## Exercise text
Dozens of examples like these can be found throughout the book, giving evidence to the fact that, though homosexuality per se is the pivotal matter of apprehension, Gutzman also saw Tchaikovsky's pederasty as its principal manifestation.[8]
Eduard Zak (sometimes spelled "Sack" in English) was a student and friend of Tchaikovsky's, a homosexual who took his life at the age of nineteen. Although their relationship was known to be close, its extent has been questioned. Some entries from Tchaikovsky's diary from 1887, written after Zak's death, suggest a romantic attraction.

Natural-language object grounding data

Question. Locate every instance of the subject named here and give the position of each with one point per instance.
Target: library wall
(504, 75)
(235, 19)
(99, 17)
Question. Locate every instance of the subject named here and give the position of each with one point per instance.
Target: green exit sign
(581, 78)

--

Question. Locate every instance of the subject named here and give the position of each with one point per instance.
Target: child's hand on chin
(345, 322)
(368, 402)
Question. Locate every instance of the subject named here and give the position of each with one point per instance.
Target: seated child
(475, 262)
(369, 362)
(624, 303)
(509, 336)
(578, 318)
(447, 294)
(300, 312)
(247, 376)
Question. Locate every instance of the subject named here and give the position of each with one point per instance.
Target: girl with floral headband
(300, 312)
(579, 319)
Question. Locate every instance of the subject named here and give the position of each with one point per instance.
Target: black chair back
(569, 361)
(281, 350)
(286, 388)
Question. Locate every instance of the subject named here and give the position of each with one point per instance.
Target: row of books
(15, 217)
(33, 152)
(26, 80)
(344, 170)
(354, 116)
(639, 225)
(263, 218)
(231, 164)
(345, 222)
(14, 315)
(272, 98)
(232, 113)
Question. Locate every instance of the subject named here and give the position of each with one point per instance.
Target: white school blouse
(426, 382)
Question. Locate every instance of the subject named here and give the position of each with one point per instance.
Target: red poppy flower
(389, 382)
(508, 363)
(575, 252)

## Instructions to follow
Return everything in the Tchaikovsky passage from "Dozens of examples" down to "a romantic attraction.", copied word for word.

## Completed exercise
Dozens of examples like these can be found throughout the book, giving evidence to the fact that, though homosexuality per se is the pivotal matter of apprehension, Gutzman also saw Tchaikovsky's pederasty as its principal manifestation.[8]
Eduard Zak (sometimes spelled "Sack" in English) was a student and friend of Tchaikovsky's, a homosexual who took his life at the age of nineteen. Although their relationship was known to be close, its extent has been questioned. Some entries from Tchaikovsky's diary from 1887, written after Zak's death, suggest a romantic attraction.